▶ [Problem requirements]
Every record must be copied exactly. Leave nothing out.

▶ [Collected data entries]
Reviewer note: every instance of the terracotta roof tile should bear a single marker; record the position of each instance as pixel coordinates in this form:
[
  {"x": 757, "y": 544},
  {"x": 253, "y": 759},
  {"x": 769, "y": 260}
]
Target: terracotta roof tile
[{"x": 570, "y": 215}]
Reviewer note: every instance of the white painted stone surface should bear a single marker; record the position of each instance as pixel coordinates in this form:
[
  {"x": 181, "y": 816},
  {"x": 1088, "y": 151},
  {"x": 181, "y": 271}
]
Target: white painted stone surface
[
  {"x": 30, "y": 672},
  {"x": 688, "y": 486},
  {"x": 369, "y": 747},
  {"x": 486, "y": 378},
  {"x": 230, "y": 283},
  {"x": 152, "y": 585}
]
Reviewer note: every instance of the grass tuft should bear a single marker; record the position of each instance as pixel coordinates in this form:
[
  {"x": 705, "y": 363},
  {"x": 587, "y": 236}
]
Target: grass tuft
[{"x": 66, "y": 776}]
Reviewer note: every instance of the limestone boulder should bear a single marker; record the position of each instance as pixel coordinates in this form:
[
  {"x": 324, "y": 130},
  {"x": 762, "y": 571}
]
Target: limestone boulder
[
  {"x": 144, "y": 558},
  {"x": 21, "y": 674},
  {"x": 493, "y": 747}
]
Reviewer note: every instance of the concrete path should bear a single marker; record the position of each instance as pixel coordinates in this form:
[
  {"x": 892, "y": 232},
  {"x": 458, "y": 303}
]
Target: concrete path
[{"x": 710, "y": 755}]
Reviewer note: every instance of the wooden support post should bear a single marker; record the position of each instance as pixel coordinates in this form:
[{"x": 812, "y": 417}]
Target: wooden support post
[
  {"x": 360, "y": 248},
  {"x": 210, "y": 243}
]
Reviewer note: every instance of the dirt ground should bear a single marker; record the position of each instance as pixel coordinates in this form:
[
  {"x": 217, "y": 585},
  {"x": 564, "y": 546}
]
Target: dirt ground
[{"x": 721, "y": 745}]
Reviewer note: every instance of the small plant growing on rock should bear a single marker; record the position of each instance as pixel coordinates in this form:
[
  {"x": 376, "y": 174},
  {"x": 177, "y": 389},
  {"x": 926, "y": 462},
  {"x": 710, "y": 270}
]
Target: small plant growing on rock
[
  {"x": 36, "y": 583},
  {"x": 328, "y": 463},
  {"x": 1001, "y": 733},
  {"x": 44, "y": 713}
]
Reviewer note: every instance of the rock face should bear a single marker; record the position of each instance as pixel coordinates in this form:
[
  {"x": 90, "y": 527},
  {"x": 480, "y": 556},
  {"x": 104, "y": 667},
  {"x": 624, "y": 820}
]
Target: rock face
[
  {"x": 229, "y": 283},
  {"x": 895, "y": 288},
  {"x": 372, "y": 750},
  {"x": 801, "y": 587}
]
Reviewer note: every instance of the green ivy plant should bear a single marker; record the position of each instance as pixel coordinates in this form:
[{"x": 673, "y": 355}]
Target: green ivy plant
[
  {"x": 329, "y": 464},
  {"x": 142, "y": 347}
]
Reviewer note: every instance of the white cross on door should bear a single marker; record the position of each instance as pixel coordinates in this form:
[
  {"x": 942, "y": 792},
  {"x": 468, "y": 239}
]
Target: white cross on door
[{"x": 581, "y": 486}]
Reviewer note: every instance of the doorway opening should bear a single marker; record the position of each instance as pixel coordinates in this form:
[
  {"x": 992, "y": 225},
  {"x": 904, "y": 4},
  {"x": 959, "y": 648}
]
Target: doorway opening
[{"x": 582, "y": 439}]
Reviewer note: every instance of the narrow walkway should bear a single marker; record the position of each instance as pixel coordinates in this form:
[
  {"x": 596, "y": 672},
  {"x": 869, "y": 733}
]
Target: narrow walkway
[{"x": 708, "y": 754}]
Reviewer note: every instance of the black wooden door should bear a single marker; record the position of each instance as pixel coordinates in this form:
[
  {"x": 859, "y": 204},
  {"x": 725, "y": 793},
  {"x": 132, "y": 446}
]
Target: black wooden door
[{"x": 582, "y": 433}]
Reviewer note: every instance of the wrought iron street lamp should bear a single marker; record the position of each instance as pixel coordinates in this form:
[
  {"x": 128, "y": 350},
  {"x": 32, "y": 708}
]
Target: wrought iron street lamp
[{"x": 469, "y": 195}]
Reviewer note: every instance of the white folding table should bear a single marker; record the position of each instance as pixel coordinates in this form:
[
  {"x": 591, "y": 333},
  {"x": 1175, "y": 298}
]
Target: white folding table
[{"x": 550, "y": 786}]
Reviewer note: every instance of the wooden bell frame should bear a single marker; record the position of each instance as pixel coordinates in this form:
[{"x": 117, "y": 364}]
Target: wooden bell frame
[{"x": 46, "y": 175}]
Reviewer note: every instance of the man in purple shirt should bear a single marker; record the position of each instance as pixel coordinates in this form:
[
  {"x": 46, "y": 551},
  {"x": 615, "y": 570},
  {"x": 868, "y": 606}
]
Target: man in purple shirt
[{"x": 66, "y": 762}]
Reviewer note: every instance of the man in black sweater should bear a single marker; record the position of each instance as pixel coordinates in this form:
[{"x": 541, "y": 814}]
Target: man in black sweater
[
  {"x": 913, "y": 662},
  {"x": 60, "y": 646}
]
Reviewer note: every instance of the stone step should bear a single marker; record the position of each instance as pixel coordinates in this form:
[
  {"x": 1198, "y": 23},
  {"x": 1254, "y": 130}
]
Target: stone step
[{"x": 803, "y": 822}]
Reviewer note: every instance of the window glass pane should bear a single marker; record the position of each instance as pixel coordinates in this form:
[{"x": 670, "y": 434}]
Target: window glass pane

▶ [Answer section]
Reviewer note: every instance of the terracotta roof tile should bear a single marker; record the position of each instance as pixel coordinates in this form:
[
  {"x": 757, "y": 544},
  {"x": 253, "y": 759},
  {"x": 769, "y": 260}
]
Target: terracotta roof tile
[{"x": 570, "y": 215}]
Reviewer note: every instance of the white painted stone surface should bear a single marker; record the position of each instance as pixel coordinates in this form:
[
  {"x": 181, "y": 816},
  {"x": 1088, "y": 151},
  {"x": 181, "y": 271}
]
Target: white painted stone surface
[
  {"x": 30, "y": 672},
  {"x": 688, "y": 486},
  {"x": 369, "y": 747},
  {"x": 486, "y": 378},
  {"x": 230, "y": 283},
  {"x": 152, "y": 585}
]
Reviewer note: every instance of the grass tuft should bear a single marker; record the position of each instance as pixel coordinates in this form:
[
  {"x": 705, "y": 363},
  {"x": 587, "y": 236}
]
Target: grass tuft
[{"x": 66, "y": 776}]
Reviewer note: every instance of the limestone boulder should bear a single marker; record the position of each instance as pixel coordinates in this form:
[
  {"x": 324, "y": 130},
  {"x": 762, "y": 571}
]
Target: limestone boulder
[
  {"x": 144, "y": 558},
  {"x": 21, "y": 674},
  {"x": 493, "y": 747}
]
Reviewer note: every instance of the concrete path should bear a single marker; record the position of each instance as pixel coordinates in this form:
[
  {"x": 892, "y": 232},
  {"x": 458, "y": 303}
]
Target: concrete path
[{"x": 710, "y": 755}]
Reviewer note: every instance of the wooden support post should bear a single marker; record the position of each instance as pixel coordinates in this form:
[{"x": 812, "y": 417}]
Target: wooden support post
[
  {"x": 360, "y": 248},
  {"x": 210, "y": 243}
]
Reviewer note: every instance of the dirt ground should bear a single marker; record the position of each instance as pixel coordinates in this form:
[
  {"x": 217, "y": 585},
  {"x": 564, "y": 546}
]
Target: dirt ground
[{"x": 721, "y": 745}]
Reviewer note: every instance of the small plant growing on rock should bear a single marker; record the position of each instance as pixel coordinates in this form:
[
  {"x": 376, "y": 174},
  {"x": 177, "y": 389},
  {"x": 926, "y": 462},
  {"x": 710, "y": 270}
]
Target: small plant growing on rock
[
  {"x": 36, "y": 583},
  {"x": 328, "y": 463},
  {"x": 1001, "y": 733},
  {"x": 44, "y": 713}
]
Reviewer note: every instance of the rock face should bear a single marker; record the position of each instance as pixel coordinates in this form:
[
  {"x": 90, "y": 527},
  {"x": 480, "y": 556},
  {"x": 104, "y": 667},
  {"x": 624, "y": 820}
]
Target: rock face
[
  {"x": 229, "y": 283},
  {"x": 895, "y": 288},
  {"x": 372, "y": 750},
  {"x": 801, "y": 587}
]
Reviewer note: every instance of the green ivy plant should bear a single marker; record the position of each instance as pixel coordinates in this form:
[{"x": 673, "y": 355}]
Target: green ivy plant
[
  {"x": 329, "y": 464},
  {"x": 142, "y": 347}
]
Reviewer note: every instance of the white cross on door should bear a single marker; record the position of each instance as pixel coordinates in this form:
[
  {"x": 942, "y": 792},
  {"x": 468, "y": 239}
]
Target: white cross on door
[{"x": 581, "y": 486}]
Reviewer note: every instance of the doorway opening should bear a single marker; record the position of each instance as pixel coordinates in this form:
[
  {"x": 992, "y": 225},
  {"x": 904, "y": 4},
  {"x": 959, "y": 648}
]
Target: doorway opening
[{"x": 582, "y": 439}]
Reviewer note: every instance of the narrow walkway should bear a single marker; record the position of each instance as pixel coordinates in this form:
[
  {"x": 596, "y": 672},
  {"x": 869, "y": 733}
]
Target: narrow walkway
[{"x": 708, "y": 754}]
Reviewer note: every instance of the black wooden door should bear a single marker; record the position of each instance as pixel coordinates in this form:
[
  {"x": 859, "y": 204},
  {"x": 725, "y": 793},
  {"x": 132, "y": 446}
]
Target: black wooden door
[{"x": 582, "y": 433}]
Reviewer note: every instance of the wrought iron street lamp should bear a single marker; record the position of each instance as pixel coordinates in this form:
[
  {"x": 128, "y": 350},
  {"x": 32, "y": 708}
]
Target: wrought iron street lamp
[{"x": 469, "y": 195}]
Reviewer note: every instance of the white folding table should bear a single marker; record the position of each instance as pixel coordinates in this form:
[
  {"x": 591, "y": 333},
  {"x": 1175, "y": 298}
]
Target: white folding table
[{"x": 550, "y": 786}]
Reviewer note: every instance of the wooden bell frame should bear a single marker; record the position of each instance as pixel coordinates in this form:
[{"x": 117, "y": 364}]
Target: wooden bell frame
[{"x": 46, "y": 175}]
Reviewer note: every instance of the man in purple shirt should bear a single marker; record the position of each instance as pixel coordinates in this form:
[
  {"x": 46, "y": 551},
  {"x": 615, "y": 570},
  {"x": 868, "y": 606}
]
Target: man in purple shirt
[{"x": 66, "y": 762}]
Reviewer note: every instance of the man in black sweater should bear a single marker; record the position of each instance as pixel coordinates in this form:
[{"x": 541, "y": 814}]
Target: man in black sweater
[
  {"x": 913, "y": 662},
  {"x": 60, "y": 646}
]
Reviewer note: every instance of the stone step should bear a single marker; record the position of each instance as pixel coordinates in this form:
[
  {"x": 1198, "y": 23},
  {"x": 1254, "y": 130}
]
Target: stone step
[{"x": 803, "y": 822}]
Reviewer note: every instance of the window glass pane should bear a single marker; record the position of each instance as pixel coordinates in this form:
[{"x": 670, "y": 434}]
Target: window glass pane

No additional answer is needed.